═══ Reading text ═══

Titanochelon is an extinct genus of giant tortoises known from the Early Miocene to the beginning of the Pleistocene in Europe, extending from the Iberian Peninsula to Anatolia, as well as possibly North Africa. Some members of the genus were larger than extant giant tortoises, with a shell length of up to 2 m.

== Taxonomy ==
There are approximately 10 known species in the genus, most of which were originally assigned to Testudo (a genus which formally encompassed almost all fossil tortoises) or Cheirogaster, the type species of which, Cheirogaster maurini is known from the Eocene of France and is quite different to the species assigned to Titanochelon. After a major systematic revision in 2014, the genus Titanochelon was created to house these related species.

- Titanochelon bolivari (Hernandez-Pacheco, 1917) (type) Iberian Peninsula, Miocene
- Titanochelon bacharidisi (Vlachos et al., 2014) Greece, Bulgaria, Late Miocene
- Titanochelon perpiniana (Deperet 1885) France, Pliocene
- Titanochelon schafferi (Szalai, 1931) Samos, Greece, Miocene
- Titanochelon vitodurana (Biedermann 1862) Switzerland, Early Miocene
- Titanochelon kayadibiensis Karl, Staesche & Safi, 2021, Anatolia, Miocene
- Titanochelon eurysternum (Gervais, 1848–1852) France, Miocene
- Titanochelon ginsburgi (de Broin, 1977 ) France, Miocene
- Titanochelon leberonensis (Depéret, 1890) France, Miocene
- Titanochelon schleichi Pappa, Vlachos & Moser, 2023, Germany, Miocene (Burdigalian/Langhian boundary)

═══ Given data ═══

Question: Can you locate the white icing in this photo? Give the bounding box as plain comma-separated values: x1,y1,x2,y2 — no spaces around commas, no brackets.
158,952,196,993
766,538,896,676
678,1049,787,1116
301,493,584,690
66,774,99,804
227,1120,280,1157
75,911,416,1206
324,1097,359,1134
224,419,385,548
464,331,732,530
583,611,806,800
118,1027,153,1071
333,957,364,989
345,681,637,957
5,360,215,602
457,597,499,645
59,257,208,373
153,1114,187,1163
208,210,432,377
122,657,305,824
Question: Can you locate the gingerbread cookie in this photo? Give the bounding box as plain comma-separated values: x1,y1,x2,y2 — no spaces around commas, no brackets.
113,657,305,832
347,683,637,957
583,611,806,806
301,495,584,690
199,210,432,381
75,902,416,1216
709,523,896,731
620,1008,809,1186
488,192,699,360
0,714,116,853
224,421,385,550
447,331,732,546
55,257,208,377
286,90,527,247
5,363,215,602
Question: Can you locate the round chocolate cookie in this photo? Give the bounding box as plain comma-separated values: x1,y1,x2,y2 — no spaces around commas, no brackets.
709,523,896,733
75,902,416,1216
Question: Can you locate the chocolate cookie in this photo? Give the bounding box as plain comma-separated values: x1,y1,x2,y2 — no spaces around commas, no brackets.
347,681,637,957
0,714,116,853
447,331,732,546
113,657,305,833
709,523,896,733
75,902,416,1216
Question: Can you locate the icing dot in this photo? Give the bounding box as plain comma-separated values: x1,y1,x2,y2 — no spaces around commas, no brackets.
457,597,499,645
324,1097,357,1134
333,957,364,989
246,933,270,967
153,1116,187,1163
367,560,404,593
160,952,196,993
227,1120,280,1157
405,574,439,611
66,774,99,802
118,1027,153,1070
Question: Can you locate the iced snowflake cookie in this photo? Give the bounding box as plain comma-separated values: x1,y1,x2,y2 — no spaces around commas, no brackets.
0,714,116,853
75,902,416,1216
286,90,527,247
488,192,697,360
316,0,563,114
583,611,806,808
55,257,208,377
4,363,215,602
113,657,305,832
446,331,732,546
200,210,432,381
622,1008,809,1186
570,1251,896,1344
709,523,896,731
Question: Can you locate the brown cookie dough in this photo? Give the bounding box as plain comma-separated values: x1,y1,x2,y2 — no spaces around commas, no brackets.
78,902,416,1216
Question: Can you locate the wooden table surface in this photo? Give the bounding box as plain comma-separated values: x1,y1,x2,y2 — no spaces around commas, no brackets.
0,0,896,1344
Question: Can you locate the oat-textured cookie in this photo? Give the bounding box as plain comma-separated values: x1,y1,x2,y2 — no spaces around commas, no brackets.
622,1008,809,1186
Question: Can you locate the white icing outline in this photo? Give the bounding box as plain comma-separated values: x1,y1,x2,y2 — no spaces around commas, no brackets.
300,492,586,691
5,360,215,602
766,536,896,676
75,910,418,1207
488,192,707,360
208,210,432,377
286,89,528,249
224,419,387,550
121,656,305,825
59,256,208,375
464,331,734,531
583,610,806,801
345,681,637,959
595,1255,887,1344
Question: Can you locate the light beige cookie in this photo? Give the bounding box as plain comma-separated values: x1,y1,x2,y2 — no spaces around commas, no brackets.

═══

▶ [What you have to do]:
Please echo the text on the giant tortoise genus Titanochelon in full, word for word. The listing can be set aside.

▶ [Output]:
Titanochelon is an extinct genus of giant tortoises known from the Early Miocene to the beginning of the Pleistocene in Europe, extending from the Iberian Peninsula to Anatolia, as well as possibly North Africa. Some members of the genus were larger than extant giant tortoises, with a shell length of up to 2 m.

== Taxonomy ==
There are approximately 10 known species in the genus, most of which were originally assigned to Testudo (a genus which formally encompassed almost all fossil tortoises) or Cheirogaster, the type species of which, Cheirogaster maurini is known from the Eocene of France and is quite different to the species assigned to Titanochelon. After a major systematic revision in 2014, the genus Titanochelon was created to house these related species.

- Titanochelon bolivari (Hernandez-Pacheco, 1917) (type) Iberian Peninsula, Miocene
- Titanochelon bacharidisi (Vlachos et al., 2014) Greece, Bulgaria, Late Miocene
- Titanochelon perpiniana (Deperet 1885) France, Pliocene
- Titanochelon schafferi (Szalai, 1931) Samos, Greece, Miocene
- Titanochelon vitodurana (Biedermann 1862) Switzerland, Early Miocene
- Titanochelon kayadibiensis Karl, Staesche & Safi, 2021, Anatolia, Miocene
- Titanochelon eurysternum (Gervais, 1848–1852) France, Miocene
- Titanochelon ginsburgi (de Broin, 1977 ) France, Miocene
- Titanochelon leberonensis (Depéret, 1890) France, Miocene
- Titanochelon schleichi Pappa, Vlachos & Moser, 2023, Germany, Miocene (Burdigalian/Langhian boundary)